── Potongan Dokumen

Ziswaf Dan Kedaulatan Suatu Negara


Oleh: Mudzakkir Khalil Khayyath, M.H.I

Praktisi Pendidikan


TendaBesar.Com - Opini - Ziswaf merupakan singkatan dari Zakat, Infaq, Shodaqoh dan wakaf. Dimana, secara umum Ziswaf tidak mungkin ditunaikan kecuali oleh mereka yang memiliki harta lebih. Karenanya, diantara hikmah disyaratkan adanya nishab adalah bahwa harta yang tidak mencapai nishab itu berarti pemiliknya masih perlu ditolong dan bukannya menolong. Rasulullah pun telah menasihati sahabat Sa’id yang hendak berwasiat tentang hartanya melebihi sepertiga dari hartanya dengan kalimat; engkau lebih baik meninggalkan ahli warismu dalam keadaan berkecukupan daripada meninggalkan mereka dalam keadaan meminta-minta (HR. Bukhari dan Muslim). Artinya, Islam mendorong terciptanya kemampuan finansial pada diri setiap muslim. 

Dalam konteks realitas di Indonesia, walaupun Ziswaf bukan termasuk sumber pendapatan Negara, setidaknya Negara sangat terbantukan dengan terciptanya kemampuan dan atau kemandirian ekonomi di internal umat Islam dengan potensi Ziswaf mencapai sekitar 287 Triliun versi Dompet Dhu’afa. Jumlah tersebut diperoleh dari sekitar 207 juta jiwa penduduk beragama Islam dari total jumlah penduduk Indonesia sekitar 265 juta jiwa. Artinya, komposisi utama Negara ini masih dipegang oleh umat Islam. Jika demikian adanya, maka keberadaan ekonomi komunitas muslim sangat menentukan kondisi bangsa Indonesia. Adapun di Negara bersistem Islam, Ziswaf merupakan salah satu sumber pendapatan Negara. Karena itu, pada uraian selanjutnya penulis hendak fokus pada pembahasan tentang bahwa Ziswaf (baca: ekonomi) sangat menentukan kedaulatan sebuah Negara. Secara lebih khusus adalah Negara Islam.

Ciri Negara Berdaulat

Salah satu ciri Negara berdaulat bisa dilihat dari kemampuan ekonominya. Sebagaimana kutipan Abdullah Lam, Asy-Syairazi menegaskan; Baitulmal merupakan pilar utama bagi sebuah Negara. Ia berkaitan erat dengan kepentingan umum seperti gaji tentara, para pejabat beserta para pembantunya, akomodasi prajurit, santunan fakir miskin, beasiswa para pelajar, pemenuhan kebutuhan lain, pembangunan prasarana dan benteng-benteng pertahanan serta lain-lainnya yang merupakan kepentingan umum dan rakyat secara keseluruhan.

────
── Data yang Diberikan

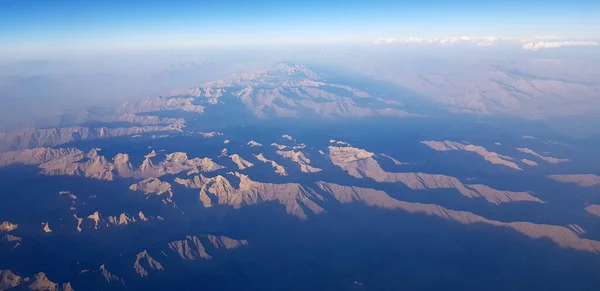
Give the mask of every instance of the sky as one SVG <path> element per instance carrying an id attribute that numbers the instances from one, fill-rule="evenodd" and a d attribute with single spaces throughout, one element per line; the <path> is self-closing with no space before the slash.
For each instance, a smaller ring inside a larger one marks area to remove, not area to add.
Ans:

────

* Daftar Tugas *
(1) Tentukan apakah setiap pernyataan berikut sesuai dengan artikel tentang Ziswaf: (a) Dompet Dhu’afa memperkirakan potensi Ziswaf sekitar 287 triliun; (b) di Indonesia, Ziswaf tergolong sumber pendapatan negara; (c) Asy-Syairazi menyebut Baitulmal sebagai pilar utama bagi sebuah negara. Jawab ya atau tidak untuk masing-masing, sertakan kutipan kata-kata penentunya dari artikel.
(2) Cetak ulang bagian artikel tentang Ziswaf mulai dari "Salah satu ciri" sampai dengan "rakyat secara keseluruhan." tanpa mengubah satu kata pun.
(3) Lanjutkan penulisan artikel tentang Ziswaf mulai dari bagian terakhirnya.

* Hasil Tugas *
(1)
(a) Ya. "potensi Ziswaf mencapai sekitar 287 Triliun versi Dompet Dhu’afa"
(b) Tidak. "walaupun Ziswaf bukan termasuk sumber pendapatan Negara"
(c) Ya. "Baitulmal merupakan pilar utama bagi sebuah Negara"

(2)
Salah satu ciri Negara berdaulat bisa dilihat dari kemampuan ekonominya. Sebagaimana kutipan Abdullah Lam, Asy-Syairazi menegaskan; Baitulmal merupakan pilar utama bagi sebuah Negara. Ia berkaitan erat dengan kepentingan umum seperti gaji tentara, para pejabat beserta para pembantunya, akomodasi prajurit, santunan fakir miskin, beasiswa para pelajar, pemenuhan kebutuhan lain, pembangunan prasarana dan benteng-benteng pertahanan serta lain-lainnya yang merupakan kepentingan umum dan rakyat secara keseluruhan.

(3)
Ambruknya Napoleon Bonaparte karena ketidakmampuannya menyediakan kakus bagi seluruh pasukannya. Sehingga mereka membuang kotorannya di sembarang tempat dan pada akhirnya menimbulkan berbagai macam penyakit. Kemudian mereka diserang oleh penyakit yang mereka “produksi” sendiri. Dari sini terlihat bahwa bangsa yang tidak memiliki kedaulatan ekonomi dengan sendirinya tidak akan memiliki kedaulatan politik, dan pada gilirannya tidak akan memiliki kedaulatan militer dan budaya.

Al-Qaradhawi pun menegaskan; tiada kedaulatan bagi suatu bangsa yang senjatanya saja dibuat oleh bangsa lain dengan cara membeli dan atas kehendak, waktu dan syarat-syarat yang ditentukan oleh produsen senjata. Dan mereka pun dapat melakukan boikot kapan dan bagaimana pun cara yang mereka inginkan. Tidak ada kedaulatan sejati bagi suatu bangsa yang bersandar kepada intelijen-intelijen asing. Tidak ada kedaulatan bagi suatu bangsa yang tidak memiliki kekuatan di tanah airnya sendiri, tidak menemukan obat untuk penyakitnya dan tidak mampu memproduksi alat-alat berat melainkan dengan cara mengimpor dari negara-negara lain.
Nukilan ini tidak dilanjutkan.